STORED ROWS ::
————————

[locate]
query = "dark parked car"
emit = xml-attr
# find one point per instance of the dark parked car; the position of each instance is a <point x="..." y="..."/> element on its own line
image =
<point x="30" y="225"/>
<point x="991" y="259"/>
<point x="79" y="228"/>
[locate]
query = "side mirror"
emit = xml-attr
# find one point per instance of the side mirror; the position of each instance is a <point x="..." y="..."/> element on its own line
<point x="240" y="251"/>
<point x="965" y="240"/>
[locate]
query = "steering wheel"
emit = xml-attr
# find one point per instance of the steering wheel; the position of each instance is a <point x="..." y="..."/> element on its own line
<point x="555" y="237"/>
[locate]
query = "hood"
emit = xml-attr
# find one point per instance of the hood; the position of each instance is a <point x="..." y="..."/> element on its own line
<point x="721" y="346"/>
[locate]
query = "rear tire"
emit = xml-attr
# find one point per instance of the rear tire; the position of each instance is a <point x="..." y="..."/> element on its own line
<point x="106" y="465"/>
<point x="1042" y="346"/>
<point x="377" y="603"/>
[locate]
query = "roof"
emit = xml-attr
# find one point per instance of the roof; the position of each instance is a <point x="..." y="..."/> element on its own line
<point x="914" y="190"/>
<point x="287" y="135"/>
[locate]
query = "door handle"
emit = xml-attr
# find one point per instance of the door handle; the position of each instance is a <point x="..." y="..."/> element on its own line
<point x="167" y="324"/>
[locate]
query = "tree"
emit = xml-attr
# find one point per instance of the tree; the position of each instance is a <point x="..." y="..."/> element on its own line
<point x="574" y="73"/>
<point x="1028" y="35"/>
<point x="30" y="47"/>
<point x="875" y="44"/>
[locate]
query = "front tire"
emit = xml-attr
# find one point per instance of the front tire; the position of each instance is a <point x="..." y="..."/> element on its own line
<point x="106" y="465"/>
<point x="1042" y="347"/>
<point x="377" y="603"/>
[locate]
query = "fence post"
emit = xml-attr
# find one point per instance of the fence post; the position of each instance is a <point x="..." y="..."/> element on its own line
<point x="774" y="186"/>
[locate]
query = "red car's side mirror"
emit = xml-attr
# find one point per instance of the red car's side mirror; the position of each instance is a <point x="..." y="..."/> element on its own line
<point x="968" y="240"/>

————————

WRITTEN TASK ::
Please pull out every line of the records that contains the word "dark", matching case exactly, and copy each one in full.

TASK SOLUTION ::
query = "dark parked car"
# find one point per instance of the dark parked car; the position of each instance is a <point x="..." y="..."/> element on its own line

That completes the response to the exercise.